• **Required task**
Rewrite all the entries below with "portion" changed to "area" and nothing else altered. Omit the pictures.

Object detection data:
§
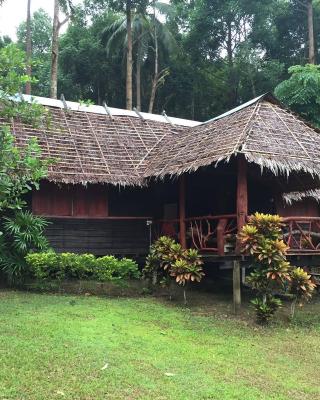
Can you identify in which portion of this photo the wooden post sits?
[237,156,248,253]
[179,175,187,249]
[217,218,228,256]
[233,261,241,314]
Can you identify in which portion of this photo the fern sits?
[0,211,49,284]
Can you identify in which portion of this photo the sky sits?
[0,0,81,39]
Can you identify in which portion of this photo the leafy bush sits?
[0,211,48,284]
[239,213,316,324]
[143,236,204,303]
[26,251,140,282]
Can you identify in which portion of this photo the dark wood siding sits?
[46,218,149,255]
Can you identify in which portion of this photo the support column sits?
[179,175,187,249]
[233,261,241,314]
[237,156,248,252]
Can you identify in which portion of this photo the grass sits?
[0,291,320,400]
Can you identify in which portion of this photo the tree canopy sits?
[4,0,320,122]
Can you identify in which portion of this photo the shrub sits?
[26,251,140,282]
[0,210,48,284]
[239,213,316,324]
[144,236,204,304]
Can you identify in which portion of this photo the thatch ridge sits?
[4,94,320,185]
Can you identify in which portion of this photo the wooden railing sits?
[186,214,237,255]
[283,217,320,254]
[153,214,320,256]
[154,214,237,255]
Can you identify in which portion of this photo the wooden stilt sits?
[237,156,248,253]
[233,261,241,314]
[179,175,187,249]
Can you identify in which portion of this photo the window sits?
§
• **Worked solution**
Can you identify in which area of this photo the wooden post sits?
[237,156,248,253]
[179,175,187,249]
[217,218,228,256]
[233,261,241,314]
Can you identify in which area of this photo the fern sits?
[0,211,49,284]
Can you identify in which area of this photo the sky sits?
[0,0,81,39]
Can you identify in which area of this photo the leafy bush sits?
[0,211,48,284]
[239,213,316,324]
[143,236,204,303]
[26,251,140,282]
Can you identify in which area of this photo the dark wood siding sits?
[46,218,149,255]
Can you identify in which area of this photo the support column sits?
[179,175,187,249]
[233,261,241,314]
[237,156,248,252]
Can you identify in which area of this photo the grass sits?
[0,291,320,400]
Can you identify in which area of this photo the tree canopy sits?
[4,0,320,122]
Can you identify in which area of this photo the shrub sits?
[26,251,140,282]
[0,210,48,284]
[239,213,316,324]
[144,236,204,304]
Can you identify in which area of this photo the thatch ridge sits?
[4,94,320,185]
Can you identify in which area of this photo the wooden railing sits?
[186,214,237,255]
[283,217,320,254]
[153,214,320,256]
[154,214,237,255]
Can you identify in which area of this photo the wooden stilt sits?
[237,156,248,253]
[233,261,241,314]
[179,175,187,249]
Can you identify in which area of this photo the window sits?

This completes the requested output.